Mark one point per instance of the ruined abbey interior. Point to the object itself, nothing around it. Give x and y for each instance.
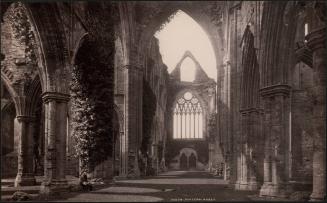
(85, 90)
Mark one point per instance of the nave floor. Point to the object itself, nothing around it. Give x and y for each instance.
(174, 186)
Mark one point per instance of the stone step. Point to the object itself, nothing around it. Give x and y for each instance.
(8, 197)
(27, 189)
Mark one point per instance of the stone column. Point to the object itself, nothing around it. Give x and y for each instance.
(123, 155)
(25, 174)
(133, 117)
(317, 43)
(55, 143)
(246, 177)
(275, 132)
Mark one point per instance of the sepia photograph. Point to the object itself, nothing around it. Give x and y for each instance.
(163, 101)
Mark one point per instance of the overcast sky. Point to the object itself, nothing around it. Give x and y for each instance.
(183, 33)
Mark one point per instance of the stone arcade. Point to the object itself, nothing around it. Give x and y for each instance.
(84, 88)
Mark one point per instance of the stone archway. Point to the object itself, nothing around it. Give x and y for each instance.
(192, 161)
(183, 162)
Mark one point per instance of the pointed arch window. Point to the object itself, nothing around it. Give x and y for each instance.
(188, 118)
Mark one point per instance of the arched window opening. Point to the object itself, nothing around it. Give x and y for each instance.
(184, 33)
(188, 70)
(188, 118)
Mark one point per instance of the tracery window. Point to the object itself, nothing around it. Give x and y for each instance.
(188, 118)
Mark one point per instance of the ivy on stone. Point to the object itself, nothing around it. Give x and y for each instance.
(92, 103)
(149, 108)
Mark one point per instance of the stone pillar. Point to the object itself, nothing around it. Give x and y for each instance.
(247, 176)
(317, 43)
(25, 174)
(133, 117)
(275, 132)
(55, 143)
(123, 155)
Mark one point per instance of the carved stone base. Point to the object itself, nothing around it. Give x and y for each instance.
(54, 187)
(244, 185)
(274, 190)
(317, 197)
(25, 180)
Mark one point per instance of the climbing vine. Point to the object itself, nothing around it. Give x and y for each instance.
(149, 108)
(92, 103)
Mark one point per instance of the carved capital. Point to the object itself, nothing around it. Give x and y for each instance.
(25, 118)
(275, 90)
(249, 111)
(133, 67)
(303, 53)
(316, 39)
(55, 96)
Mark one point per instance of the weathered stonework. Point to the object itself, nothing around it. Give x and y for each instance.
(264, 117)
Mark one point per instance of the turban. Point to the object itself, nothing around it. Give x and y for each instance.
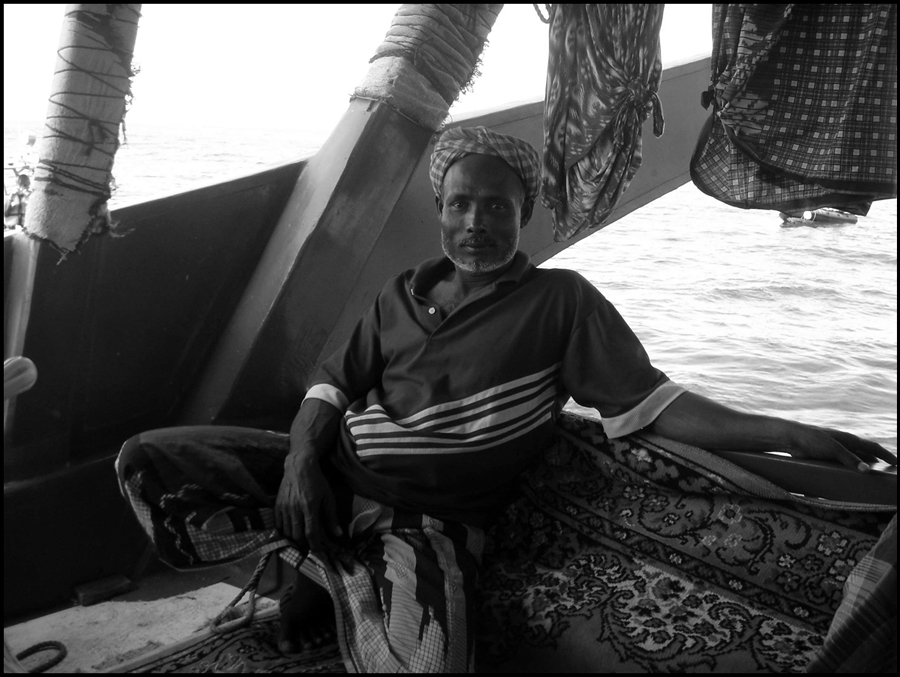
(458, 142)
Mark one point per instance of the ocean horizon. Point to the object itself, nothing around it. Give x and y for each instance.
(799, 323)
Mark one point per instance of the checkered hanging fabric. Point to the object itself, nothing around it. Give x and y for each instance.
(804, 107)
(602, 78)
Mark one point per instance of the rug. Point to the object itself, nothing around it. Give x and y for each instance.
(630, 555)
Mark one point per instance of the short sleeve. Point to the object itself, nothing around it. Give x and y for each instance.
(606, 367)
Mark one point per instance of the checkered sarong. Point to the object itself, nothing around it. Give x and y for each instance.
(402, 586)
(805, 107)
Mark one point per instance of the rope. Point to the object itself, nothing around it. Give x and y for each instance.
(230, 618)
(44, 646)
(98, 28)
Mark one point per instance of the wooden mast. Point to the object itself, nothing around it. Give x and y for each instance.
(91, 86)
(339, 207)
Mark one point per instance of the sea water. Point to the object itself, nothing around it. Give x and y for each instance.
(793, 322)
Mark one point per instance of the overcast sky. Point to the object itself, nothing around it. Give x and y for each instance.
(283, 65)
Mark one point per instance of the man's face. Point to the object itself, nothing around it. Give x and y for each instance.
(481, 209)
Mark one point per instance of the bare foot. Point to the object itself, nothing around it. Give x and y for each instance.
(307, 617)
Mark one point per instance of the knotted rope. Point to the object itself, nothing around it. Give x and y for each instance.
(230, 618)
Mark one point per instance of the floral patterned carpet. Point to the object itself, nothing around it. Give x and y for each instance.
(631, 555)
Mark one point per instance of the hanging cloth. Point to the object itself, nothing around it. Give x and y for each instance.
(804, 107)
(602, 78)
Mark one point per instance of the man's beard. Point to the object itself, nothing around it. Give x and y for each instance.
(505, 253)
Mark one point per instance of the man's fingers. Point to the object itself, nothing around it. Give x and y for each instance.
(867, 450)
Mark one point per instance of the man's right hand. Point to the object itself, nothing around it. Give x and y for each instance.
(305, 510)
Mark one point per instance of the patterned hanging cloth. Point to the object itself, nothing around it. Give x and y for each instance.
(804, 107)
(602, 78)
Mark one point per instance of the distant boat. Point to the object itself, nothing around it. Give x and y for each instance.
(816, 218)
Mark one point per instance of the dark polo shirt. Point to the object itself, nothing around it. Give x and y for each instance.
(442, 413)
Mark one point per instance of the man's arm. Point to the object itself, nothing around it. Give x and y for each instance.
(305, 508)
(701, 422)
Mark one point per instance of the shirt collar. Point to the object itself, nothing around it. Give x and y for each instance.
(427, 273)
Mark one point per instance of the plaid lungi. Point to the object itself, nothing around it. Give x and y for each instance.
(402, 586)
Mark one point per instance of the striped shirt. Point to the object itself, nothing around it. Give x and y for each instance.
(442, 412)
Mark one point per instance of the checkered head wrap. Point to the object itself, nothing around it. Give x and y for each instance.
(458, 142)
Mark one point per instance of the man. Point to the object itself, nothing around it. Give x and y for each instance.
(413, 433)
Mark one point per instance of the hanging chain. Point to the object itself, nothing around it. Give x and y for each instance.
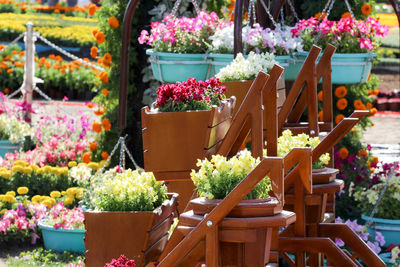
(268, 13)
(349, 8)
(293, 10)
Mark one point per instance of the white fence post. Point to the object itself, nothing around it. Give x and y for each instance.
(29, 69)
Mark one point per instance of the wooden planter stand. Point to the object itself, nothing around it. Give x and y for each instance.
(141, 236)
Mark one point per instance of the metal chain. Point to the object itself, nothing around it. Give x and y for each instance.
(268, 13)
(391, 174)
(62, 51)
(349, 8)
(14, 41)
(293, 10)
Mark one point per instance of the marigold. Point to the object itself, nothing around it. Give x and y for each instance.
(100, 37)
(113, 22)
(320, 95)
(92, 146)
(343, 153)
(106, 124)
(92, 9)
(346, 15)
(341, 103)
(339, 118)
(104, 155)
(86, 157)
(340, 92)
(107, 58)
(93, 52)
(96, 127)
(366, 9)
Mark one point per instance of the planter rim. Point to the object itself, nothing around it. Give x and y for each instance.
(380, 220)
(51, 228)
(180, 55)
(372, 54)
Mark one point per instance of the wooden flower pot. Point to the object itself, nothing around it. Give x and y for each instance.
(245, 235)
(141, 236)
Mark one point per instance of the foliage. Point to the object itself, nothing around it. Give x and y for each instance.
(182, 35)
(190, 95)
(118, 190)
(311, 7)
(40, 257)
(347, 34)
(66, 31)
(389, 207)
(219, 176)
(242, 68)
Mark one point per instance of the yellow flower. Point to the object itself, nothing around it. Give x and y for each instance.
(11, 193)
(72, 164)
(22, 190)
(55, 194)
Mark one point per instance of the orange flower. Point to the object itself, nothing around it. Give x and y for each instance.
(357, 103)
(93, 52)
(340, 91)
(113, 22)
(346, 15)
(92, 146)
(366, 9)
(343, 153)
(104, 155)
(339, 118)
(363, 153)
(96, 127)
(100, 37)
(320, 95)
(373, 111)
(92, 9)
(341, 103)
(106, 124)
(86, 158)
(107, 58)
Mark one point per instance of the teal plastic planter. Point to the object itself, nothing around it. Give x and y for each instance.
(386, 259)
(63, 240)
(7, 147)
(219, 61)
(390, 229)
(346, 68)
(173, 67)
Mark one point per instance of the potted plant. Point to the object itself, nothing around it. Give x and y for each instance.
(386, 218)
(278, 41)
(12, 133)
(238, 76)
(356, 42)
(129, 213)
(63, 229)
(214, 180)
(179, 46)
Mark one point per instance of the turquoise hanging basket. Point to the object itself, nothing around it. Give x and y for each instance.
(390, 229)
(63, 240)
(7, 147)
(173, 67)
(346, 68)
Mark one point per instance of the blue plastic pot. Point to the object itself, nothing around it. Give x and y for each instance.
(7, 147)
(390, 229)
(346, 68)
(173, 67)
(63, 240)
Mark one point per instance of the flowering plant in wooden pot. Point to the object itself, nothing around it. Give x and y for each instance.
(179, 46)
(186, 122)
(356, 42)
(126, 205)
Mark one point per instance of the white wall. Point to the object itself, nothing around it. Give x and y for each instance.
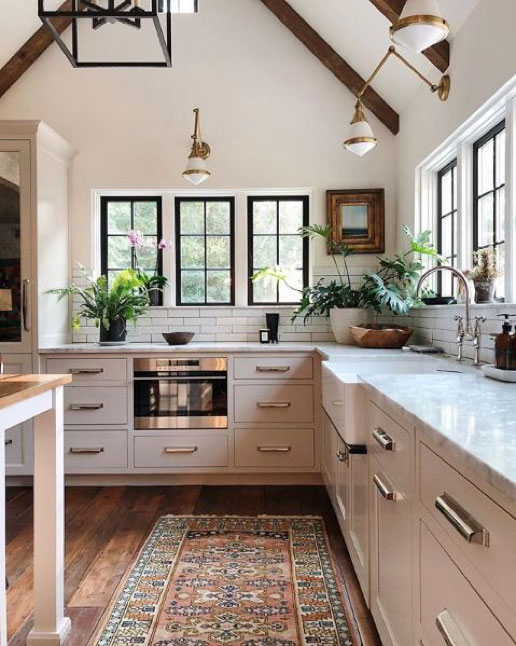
(274, 116)
(483, 56)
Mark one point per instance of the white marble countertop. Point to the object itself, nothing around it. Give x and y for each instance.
(331, 351)
(472, 418)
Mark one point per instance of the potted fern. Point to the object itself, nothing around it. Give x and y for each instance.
(110, 307)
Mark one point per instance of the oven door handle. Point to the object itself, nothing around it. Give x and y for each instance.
(182, 378)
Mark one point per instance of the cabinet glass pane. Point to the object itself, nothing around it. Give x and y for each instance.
(10, 248)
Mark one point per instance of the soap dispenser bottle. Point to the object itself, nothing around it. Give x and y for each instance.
(505, 348)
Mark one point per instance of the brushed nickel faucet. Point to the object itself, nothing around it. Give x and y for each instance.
(465, 330)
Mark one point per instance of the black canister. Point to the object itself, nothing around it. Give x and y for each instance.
(273, 324)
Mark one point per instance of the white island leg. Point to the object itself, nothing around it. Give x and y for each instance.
(50, 625)
(3, 608)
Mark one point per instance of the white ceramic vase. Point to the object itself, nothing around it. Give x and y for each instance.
(342, 318)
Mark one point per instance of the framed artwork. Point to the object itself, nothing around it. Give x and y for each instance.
(357, 218)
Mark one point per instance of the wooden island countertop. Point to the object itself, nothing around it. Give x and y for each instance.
(18, 388)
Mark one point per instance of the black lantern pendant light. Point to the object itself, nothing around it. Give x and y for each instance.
(104, 12)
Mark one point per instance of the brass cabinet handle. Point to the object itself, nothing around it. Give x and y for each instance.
(384, 489)
(461, 520)
(86, 406)
(273, 404)
(25, 305)
(342, 456)
(449, 630)
(274, 449)
(86, 450)
(181, 449)
(384, 440)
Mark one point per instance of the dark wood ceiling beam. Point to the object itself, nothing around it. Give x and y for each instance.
(438, 55)
(333, 61)
(31, 51)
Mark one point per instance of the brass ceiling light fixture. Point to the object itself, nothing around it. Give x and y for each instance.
(420, 25)
(135, 14)
(361, 138)
(196, 171)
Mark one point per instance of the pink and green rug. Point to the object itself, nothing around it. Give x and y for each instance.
(231, 581)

**HOW TO COMPLETE THIS TASK**
Each line from the one containing "Mark one point per instance of the brass ceiling" through the end of the material should be restated word for word; leave out every line before it.

**RESULT OF THE EXERCISE**
Mark one point per instance of the brass ceiling light fixture. Point to the object itself, nothing around it. Give x and y for each instance.
(420, 25)
(135, 14)
(361, 138)
(196, 171)
Mark one point per instance of the pink and green rug. Point to the object itself, nothing around it. Give x and y for each instance.
(231, 581)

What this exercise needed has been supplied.